I would like to announce that a new GAP function,
is available which computes a presentation for a given concrete
(e. g. permutation or matrix) group. The method being used is
John Cannon's relations finding algorithm which has been described in
John J. Cannon: Construction of defining relators for finte groups.
Discrete Math. 5 (1973), 105-129, and in
Joachim Neubueser: An elementary introduction to coset table methods
in computational group theory. Groups-St. Andrews 1981, edited by
C. M. Campbell and E. F. Robertson, pp. 1-45. London Math. Soc.
Lecture Note Series no. 71, Cambridge Univ. Press, Cambridge, 1982.
The function is available by anonymous ftp to 'ftp.math.rwth-aachen.de'.
There are two files, a file '/pub/incoming/pres.doc' which contains just
a copy of this announcement, and a file '/pub/incoming/pres.g' which
contains the function.
The function can be called using either of the two forms
PresentationViaCosetTable( G );
PresentationViaCosetTable( G, F, words );
In its first form, if only the group G has been specified, it applies
Cannon's single stage algorithm which, by plain element multiplication,
computes a coset table of G with respect to its trivial subgroup and
then uses coset enumeration methods to find a defining set of relators
for G. The resulting presentation is returned as a presentation record.
gap> Read( "pres.g" ); gap> G := GeneralLinearGroup( 2, 7 ); GL(2,7) gap> G.generators; [ [ [ Z(7), 0*Z(7) ], [ 0*Z(7), Z(7)^0 ] ], [ [ Z(7)^3, Z(7)^0 ], [ Z(7)^3, 0*Z(7) ] ] ] gap> Size( G ); 2016 gap> P := PresentationViaCosetTable( G ); << presentation with 2 gens and 5 rels of total length 46 >> gap> TzPrintRelators( P ); #I 1. f.2^3 #I 2. f.1^6 #I 3. f.1*f.2*f.1*f.2*f.1*f.2*f.1*f.2*f.1*f.2*f.1*f.2 #I 4. f.1*f.2*f.1^-1*f.2*f.1*f.2^-1*f.1^-1*f.2*f.1*f.2*f.1^-1*f.2^-1 #I 5. f.1^2*f.2*f.1*f.2*f.1*f.2^-1*f.1^-1*f.2^-1*f.1^3*f.2^-1
The second form allows to call Cannon's two stage algorithm which
first applies the single stage algorithm to an appropriate subgroup
H of G and then uses the resulting relators of H and a coset table
of G with respect to H to find relators of G. In this case the second
argument, F, is assumed to be a free group with the same number of
generators as G, and words is expected to be a list of words in the
generators of F which, when being evaluated in the corresponding
generators of G, provide subgroup generators for H.

——————

# [WRITTEN REQUEST 1]
From the GAP announcement, set down the passage that begins at the words "The function is" and stops after the words "contains the function.".
# [WRITTEN REQUEST 2]
Answer these questions from the GAP announcement:
(a) From which host can the function be obtained by anonymous ftp?
(b) In what year was Cannon's paper in Discrete Math. published?
(c) In the second calling form, what is the argument F assumed to be?

# [DATA LISTING]

——————

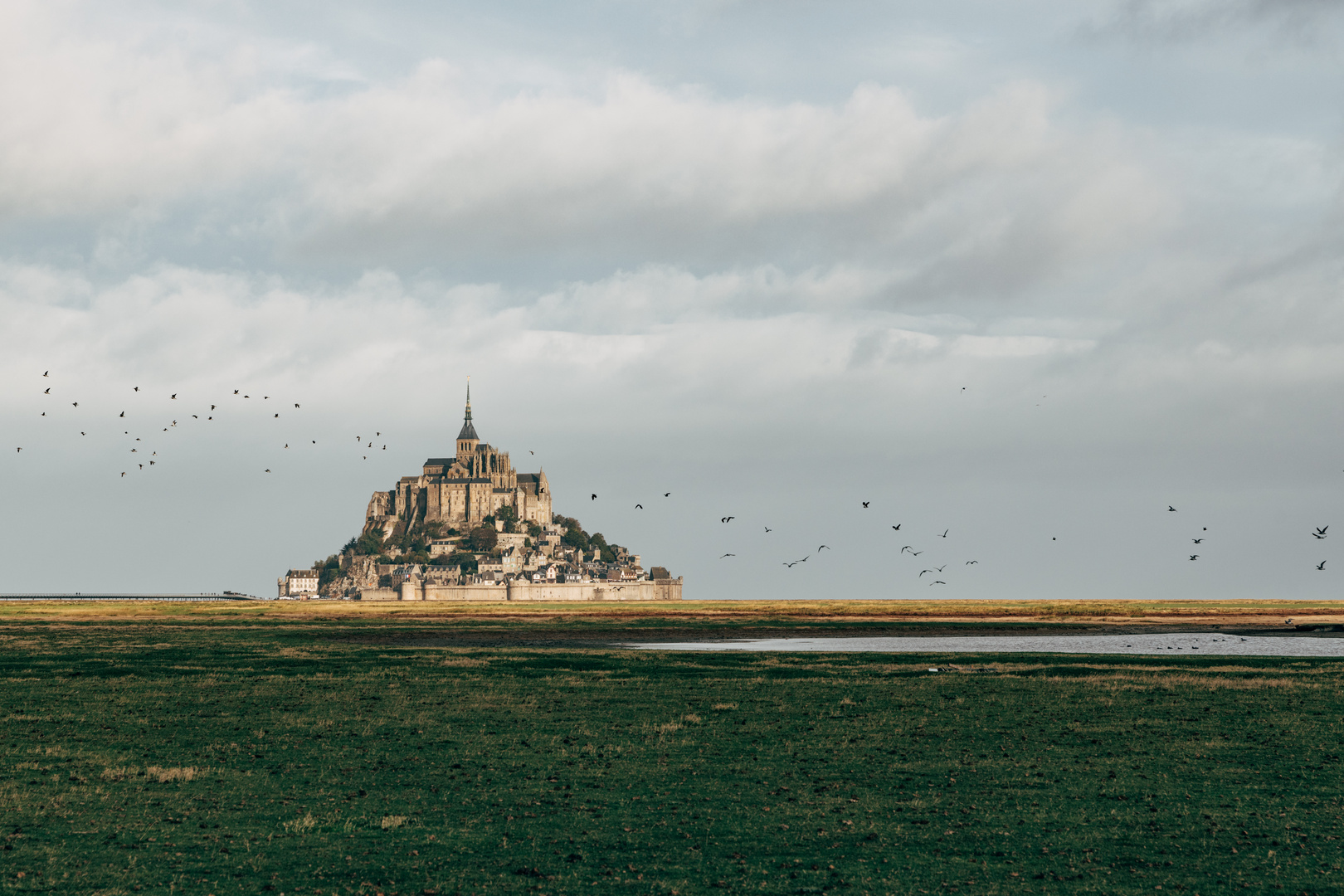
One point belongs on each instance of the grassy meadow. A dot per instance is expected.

——————

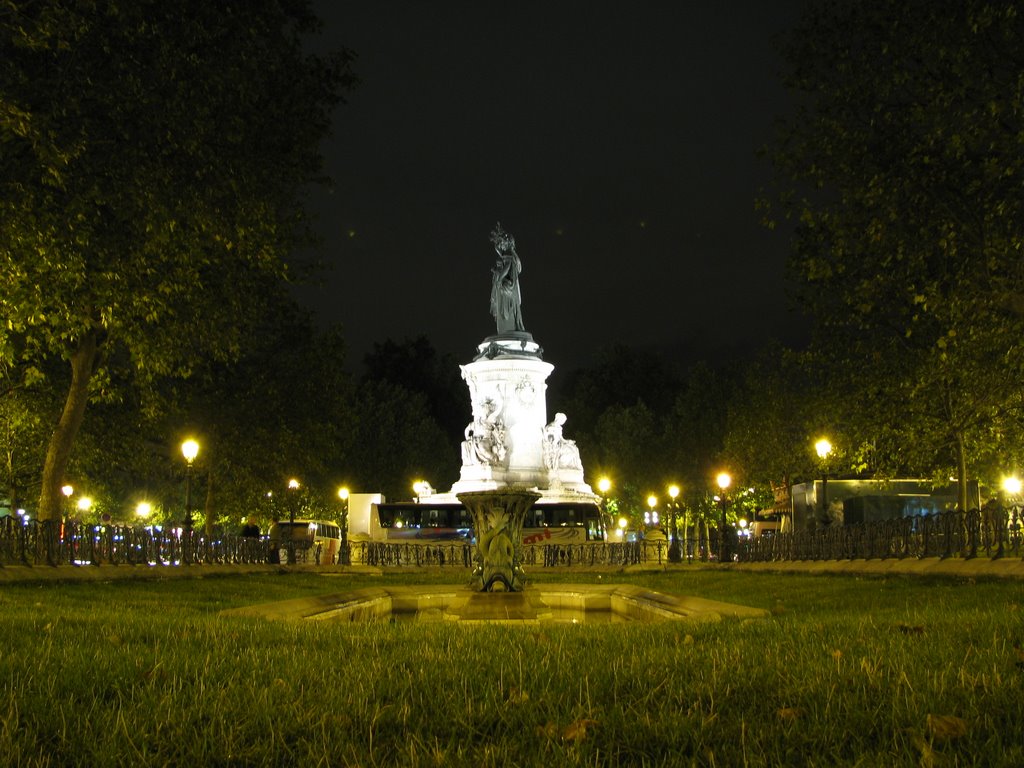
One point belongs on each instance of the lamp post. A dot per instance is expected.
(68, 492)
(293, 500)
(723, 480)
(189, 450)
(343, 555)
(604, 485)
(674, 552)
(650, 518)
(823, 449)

——————

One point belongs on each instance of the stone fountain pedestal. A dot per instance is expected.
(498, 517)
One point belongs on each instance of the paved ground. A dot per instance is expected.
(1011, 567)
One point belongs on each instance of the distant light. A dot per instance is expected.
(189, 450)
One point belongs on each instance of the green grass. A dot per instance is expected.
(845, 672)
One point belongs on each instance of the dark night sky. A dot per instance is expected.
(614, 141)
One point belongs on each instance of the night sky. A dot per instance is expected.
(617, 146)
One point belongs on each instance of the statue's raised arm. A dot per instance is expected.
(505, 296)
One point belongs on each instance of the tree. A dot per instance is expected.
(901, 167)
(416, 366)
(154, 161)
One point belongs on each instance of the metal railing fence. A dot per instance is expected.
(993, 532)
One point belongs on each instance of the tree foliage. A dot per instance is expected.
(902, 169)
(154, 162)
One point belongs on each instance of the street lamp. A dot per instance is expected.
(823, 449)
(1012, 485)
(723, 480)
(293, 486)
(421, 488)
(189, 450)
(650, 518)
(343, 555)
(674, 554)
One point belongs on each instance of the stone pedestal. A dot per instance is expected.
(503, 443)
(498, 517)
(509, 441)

——————

# [TASK OUTPUT 1]
The function is available by anonymous ftp to 'ftp.math.rwth-aachen.de'.
There are two files, a file '/pub/incoming/pres.doc' which contains just
a copy of this announcement, and a file '/pub/incoming/pres.g' which
contains the function.

# [TASK OUTPUT 2]
(a) ftp.math.rwth-aachen.de
(b) 1973
(c) A free group with the same number of generators as G